== TO DO ==
1. Reproduce the part of the Eddie Van Halen article that begins at the words "The ascending triplet" and ends after the words "his tapped phrases.".
2. Answer these questions from the Eddie Van Halen article:
(a) What is the title of Alex Van Halen's forthcoming memoir?
(b) At what time in Spanish Fly does the ascending triplet sequence begin?
(c) Which performance did Romeo Delight open?

== PASSAGE TO READ ==
┏━━

In a much-discussed excerpt from his forthcoming memoir, Brothers, Alex Van Halen writes to his late brother: “The world’s greatest guitarist is what everyone says. It’s kind of a dicey title. You never liked it.”
It’s understandable that Eddie might resist the title. Labels can be uncomfortable. But the truth is inescapable. Musical opinions are subjective, but the fact that Eddie Van Halen was the finest electric guitarist of his generation is a reality as irrefutable as gravity.
Like it or not, EVH, you were the best we’d ever seen. In six deep cuts from Van Halen’s golden era, we explain why…
I’m The One (Van Halen, 1978)
Eruption was the young Eddie’s definitive guitar statement, but I’m The One demonstrated he could do it in the context of a song. It also introduced the world to Van Halen’s phenomenal swing. Shuffles are always a fine art, but to groove this hard at 230bpm is scarcely believable.
Eddie throws in blazing lead fills and drops back into the riffs without once wavering from his telepathic sync with Alex Van Halen. It’s tempting to call it inhuman, but no computer has ever grooved like this. It could only be human, and it is humanity at its finest.
Spanish Fly (Van Halen II, 1979)
The first Van Halen album contained a lifetime’s worth of guitar innovation, so it is if anything even more impressive that Eddie was producing new tricks just a year later. Translating his Eruption tapping technique to classical guitar was one thing, but Eddie somehow lost none of his aggression in the process.
The ascending triplet sequence that begins at 0:18 is ferocious. Eddie picks the first note and the last three in every group of six, hammering on the others. Countless guitarists ripped it off, but none matched his fire, nor the effortless fluidity of his tapped phrases.
Romeo Delight (Women and Children First, 1980)
Although Eddie often used tapping for large interval leaps, he was capable of absurd fretting hand stretches, as he demonstrated on Ice Cream Man (1978) and on this underrated blaster that opened Van Halen’s legendary 1983 US Festival set. Many guitarists try to tap phrases like the face-melter at 1:55, but fretting it all with one hand meant Eddie kept his signature pick attack.
Without catching breath, EVH produces a series of the lairiest string bends, yanking his strings up four frets at a time like a jet-fuelled Albert King. We’ve somehow got this far without mentioning Eddie’s explosive tapped harmonics, so just check out this intro.
Push Comes to Shove (Fair Warning, 1981)

┗━━

[Saved entries]
┏━━

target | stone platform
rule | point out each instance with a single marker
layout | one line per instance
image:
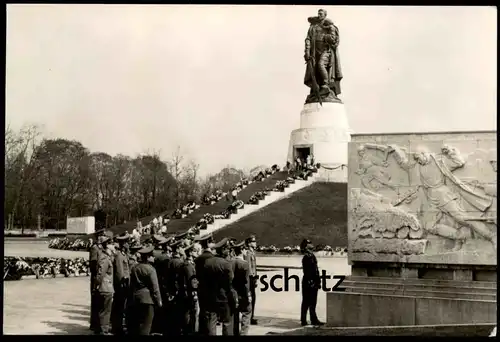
(397, 301)
(324, 130)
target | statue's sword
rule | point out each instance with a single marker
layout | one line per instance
(314, 84)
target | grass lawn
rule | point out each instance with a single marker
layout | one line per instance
(459, 330)
(317, 212)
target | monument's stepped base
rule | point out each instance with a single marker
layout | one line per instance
(395, 298)
(351, 309)
(317, 212)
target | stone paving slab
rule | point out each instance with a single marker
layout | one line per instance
(60, 306)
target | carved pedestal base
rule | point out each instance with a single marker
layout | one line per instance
(325, 133)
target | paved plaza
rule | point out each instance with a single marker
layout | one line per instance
(60, 306)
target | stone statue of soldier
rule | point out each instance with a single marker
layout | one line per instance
(323, 71)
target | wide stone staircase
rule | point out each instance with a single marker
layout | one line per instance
(453, 289)
(177, 226)
(251, 208)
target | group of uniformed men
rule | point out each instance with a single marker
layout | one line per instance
(172, 286)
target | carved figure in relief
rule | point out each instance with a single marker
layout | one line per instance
(323, 72)
(443, 192)
(380, 227)
(370, 169)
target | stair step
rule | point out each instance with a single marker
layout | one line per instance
(420, 287)
(407, 281)
(250, 208)
(423, 293)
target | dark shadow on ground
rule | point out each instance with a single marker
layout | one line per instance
(87, 307)
(85, 313)
(438, 331)
(281, 323)
(69, 328)
(79, 318)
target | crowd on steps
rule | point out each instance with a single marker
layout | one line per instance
(159, 224)
(180, 285)
(15, 268)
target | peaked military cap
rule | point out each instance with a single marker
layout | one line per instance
(123, 237)
(189, 248)
(249, 239)
(166, 240)
(182, 235)
(304, 243)
(99, 232)
(105, 238)
(158, 238)
(146, 250)
(135, 247)
(175, 245)
(204, 238)
(239, 245)
(222, 243)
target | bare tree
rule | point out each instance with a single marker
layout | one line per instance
(176, 170)
(20, 150)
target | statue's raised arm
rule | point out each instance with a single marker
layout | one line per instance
(323, 72)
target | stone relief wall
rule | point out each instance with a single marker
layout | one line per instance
(420, 200)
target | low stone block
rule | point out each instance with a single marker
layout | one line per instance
(358, 310)
(454, 311)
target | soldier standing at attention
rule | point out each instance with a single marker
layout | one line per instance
(133, 258)
(177, 291)
(121, 284)
(95, 251)
(192, 286)
(221, 300)
(161, 256)
(310, 284)
(241, 284)
(104, 286)
(145, 293)
(251, 243)
(206, 243)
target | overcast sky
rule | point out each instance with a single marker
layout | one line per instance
(226, 82)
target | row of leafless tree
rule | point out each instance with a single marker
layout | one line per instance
(47, 180)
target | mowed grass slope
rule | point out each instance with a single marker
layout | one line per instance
(317, 212)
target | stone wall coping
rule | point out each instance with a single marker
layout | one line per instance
(424, 132)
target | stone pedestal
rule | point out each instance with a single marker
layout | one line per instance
(405, 269)
(324, 130)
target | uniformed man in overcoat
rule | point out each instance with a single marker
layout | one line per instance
(250, 257)
(241, 284)
(206, 243)
(176, 290)
(121, 282)
(145, 293)
(221, 298)
(104, 286)
(311, 283)
(95, 251)
(191, 316)
(133, 259)
(161, 257)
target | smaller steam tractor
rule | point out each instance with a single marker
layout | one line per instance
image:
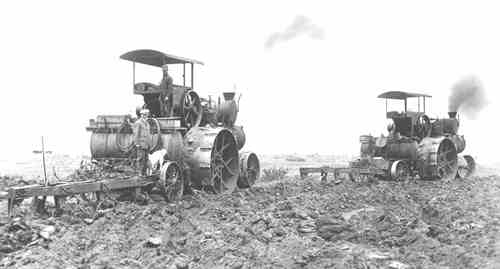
(193, 141)
(416, 145)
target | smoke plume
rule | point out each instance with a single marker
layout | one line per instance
(301, 25)
(467, 97)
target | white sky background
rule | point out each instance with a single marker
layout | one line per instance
(60, 66)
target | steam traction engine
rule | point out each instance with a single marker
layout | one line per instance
(195, 138)
(415, 145)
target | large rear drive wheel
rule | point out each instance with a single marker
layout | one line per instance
(249, 169)
(171, 181)
(224, 163)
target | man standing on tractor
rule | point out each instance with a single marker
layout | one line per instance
(166, 81)
(141, 133)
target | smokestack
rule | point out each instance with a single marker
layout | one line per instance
(228, 96)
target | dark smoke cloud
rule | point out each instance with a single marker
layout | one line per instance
(301, 25)
(467, 97)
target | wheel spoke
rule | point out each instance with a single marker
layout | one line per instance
(224, 146)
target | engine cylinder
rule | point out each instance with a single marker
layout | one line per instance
(239, 135)
(450, 126)
(402, 150)
(103, 145)
(227, 111)
(367, 145)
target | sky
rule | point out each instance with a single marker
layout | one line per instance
(314, 92)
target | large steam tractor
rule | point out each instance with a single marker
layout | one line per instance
(199, 144)
(415, 145)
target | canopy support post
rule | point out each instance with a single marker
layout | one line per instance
(184, 74)
(133, 74)
(192, 76)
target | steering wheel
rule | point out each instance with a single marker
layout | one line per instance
(423, 126)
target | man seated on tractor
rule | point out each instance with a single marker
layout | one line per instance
(141, 134)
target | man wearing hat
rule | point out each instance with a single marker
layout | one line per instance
(141, 134)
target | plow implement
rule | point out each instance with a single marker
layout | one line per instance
(60, 191)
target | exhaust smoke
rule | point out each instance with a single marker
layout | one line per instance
(301, 25)
(467, 97)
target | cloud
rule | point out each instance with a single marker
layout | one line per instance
(301, 25)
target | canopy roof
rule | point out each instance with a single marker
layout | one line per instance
(156, 58)
(401, 95)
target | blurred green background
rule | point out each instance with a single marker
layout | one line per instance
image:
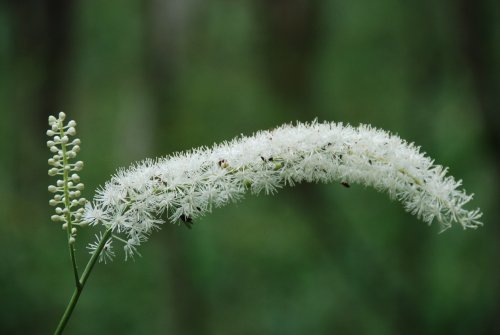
(147, 78)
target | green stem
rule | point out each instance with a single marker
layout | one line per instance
(81, 284)
(67, 205)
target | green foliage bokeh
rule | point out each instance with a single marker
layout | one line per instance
(148, 78)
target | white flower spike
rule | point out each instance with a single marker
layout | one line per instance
(187, 185)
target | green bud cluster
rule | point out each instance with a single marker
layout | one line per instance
(67, 190)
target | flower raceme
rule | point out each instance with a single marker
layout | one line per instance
(68, 188)
(187, 185)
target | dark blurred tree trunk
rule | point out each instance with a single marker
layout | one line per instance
(478, 27)
(38, 54)
(42, 33)
(165, 31)
(290, 31)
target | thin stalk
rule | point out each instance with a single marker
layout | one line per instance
(81, 284)
(67, 204)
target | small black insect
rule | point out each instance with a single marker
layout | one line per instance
(188, 221)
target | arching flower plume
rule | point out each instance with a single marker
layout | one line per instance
(187, 185)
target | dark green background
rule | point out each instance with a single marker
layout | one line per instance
(147, 78)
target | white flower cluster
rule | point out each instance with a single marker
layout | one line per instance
(67, 190)
(186, 185)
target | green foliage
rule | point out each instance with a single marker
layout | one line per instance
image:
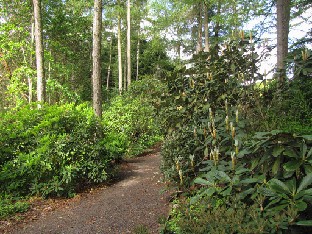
(131, 120)
(224, 216)
(234, 175)
(9, 206)
(201, 108)
(51, 151)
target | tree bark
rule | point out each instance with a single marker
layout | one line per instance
(119, 53)
(96, 58)
(138, 56)
(206, 22)
(283, 17)
(199, 29)
(109, 63)
(39, 52)
(128, 44)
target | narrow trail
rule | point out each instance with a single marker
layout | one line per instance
(134, 200)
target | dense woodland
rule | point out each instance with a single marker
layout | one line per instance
(85, 84)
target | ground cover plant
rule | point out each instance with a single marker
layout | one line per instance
(231, 176)
(58, 150)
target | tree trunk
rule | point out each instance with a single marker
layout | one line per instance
(119, 54)
(96, 58)
(128, 44)
(109, 63)
(39, 52)
(200, 30)
(206, 22)
(283, 17)
(138, 56)
(217, 26)
(125, 73)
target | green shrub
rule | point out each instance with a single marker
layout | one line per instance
(51, 151)
(131, 119)
(9, 206)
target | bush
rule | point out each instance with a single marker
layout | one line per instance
(51, 151)
(131, 119)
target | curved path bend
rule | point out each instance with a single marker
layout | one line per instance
(134, 200)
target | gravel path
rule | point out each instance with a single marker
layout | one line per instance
(134, 200)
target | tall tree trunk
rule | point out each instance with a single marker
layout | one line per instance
(39, 52)
(29, 78)
(206, 22)
(283, 17)
(138, 56)
(217, 26)
(96, 58)
(200, 29)
(119, 53)
(125, 73)
(128, 44)
(109, 63)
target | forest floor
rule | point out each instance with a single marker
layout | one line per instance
(133, 201)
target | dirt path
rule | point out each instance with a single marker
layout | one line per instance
(134, 200)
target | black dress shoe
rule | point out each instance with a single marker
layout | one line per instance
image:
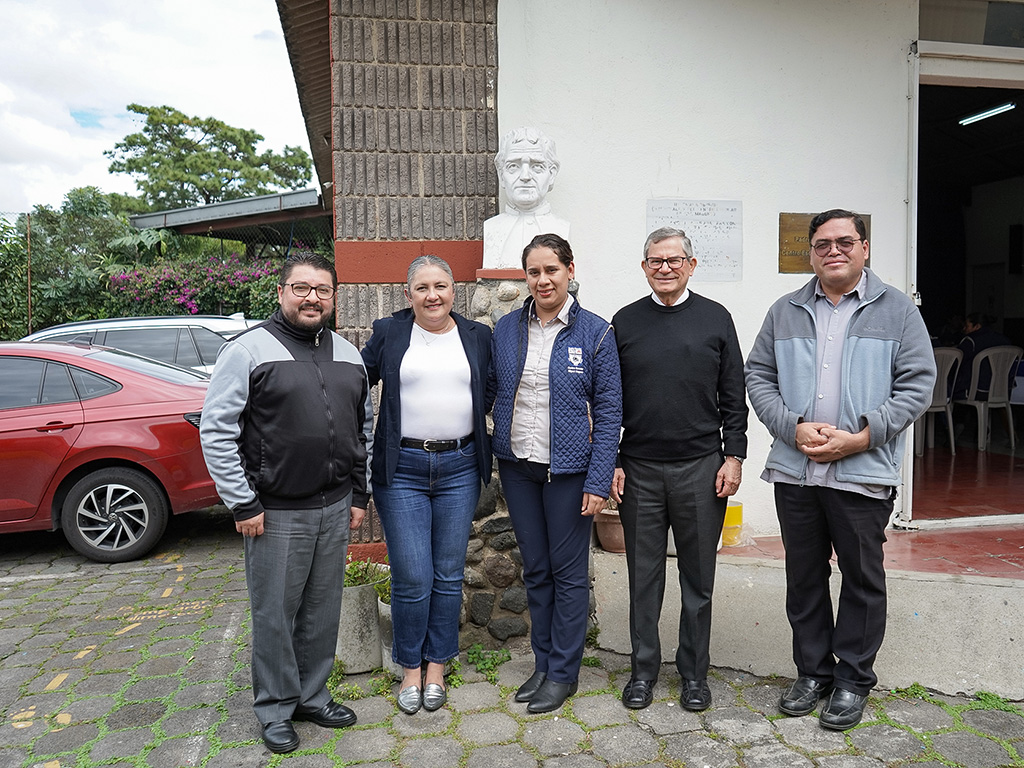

┗━━

== ANSWERS ==
1.
The ascending triplet sequence that begins at 0:18 is ferocious. Eddie picks the first note and the last three in every group of six, hammering on the others. Countless guitarists ripped it off, but none matched his fire, nor the effortless fluidity of his tapped phrases.

2.
(a) Brothers
(b) 0:18
(c) Van Halen's legendary 1983 US Festival set